Comment 39 Guillaume GARDET 2018-10-26 08:57:57 UTC
Just to be sure, I built latest Kernel:stable (4.19.0) for Leap 15.0 (which uses GCC7). The kernel is broken in the same way.
Comment 40 Guillaume GARDET 2018-10-26 13:44:20 UTC
I think I have found why armv7l kernel fails now: the kernel is simply too big.
IIUC, zImage is relocated and decompressed after the initial zImage space.

Currently we have 32 MB between start of zImage and start of initrd. So, the size of zImage + the size of uncompressed image (vmlinux) + a little bit of malloc, must fit in 32MB.

For Leap 15.0 kernel-default is 7.7 + 24.2 = 31.9 MB, so it is fine.
For kernel-default-4.18.15-1.2.armv7hl (current TW version) we have: 8.3 + 25.9 = 34.2 MB which is too large.
For the kernel-default 4.19.0 from kernel:stable it is worth: 8.5 + 26.4 = 34.9 MB

The solutions are to:
* get a smaller kernel
* or patch Grub (or U-Boot, depending on the board) to load initrd at a bigger address

I think, it would be better to get a smaller kernel. Using optimize for size instead of optimize for performance for armv7 would be the quicker way to get a smaller kernel.
Comment 41 Matwey Kornilov 2018-10-26 16:28:25 UTC
...or review existing default config for armv7l to replace some y-s with m-s.

EXTRACTED MATERIAL =>

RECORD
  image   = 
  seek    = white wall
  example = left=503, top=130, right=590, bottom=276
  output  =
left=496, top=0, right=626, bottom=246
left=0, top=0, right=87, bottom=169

EXERCISE SET =>
a - According to the bug thread excerpt, how much space is there between the start of zImage and the start of initrd?
b - Copy everything in the bug thread excerpt from "IIUC, zImage is" down to "is too large.".

SOLUTIONS IN ORDER =>
a - 32 MB

b -
IIUC, zImage is relocated and decompressed after the initial zImage space.

Currently we have 32 MB between start of zImage and start of initrd. So, the size of zImage + the size of uncompressed image (vmlinux) + a little bit of malloc, must fit in 32MB.

For Leap 15.0 kernel-default is 7.7 + 24.2 = 31.9 MB, so it is fine.
For kernel-default-4.18.15-1.2.armv7hl (current TW version) we have: 8.3 + 25.9 = 34.2 MB which is too large.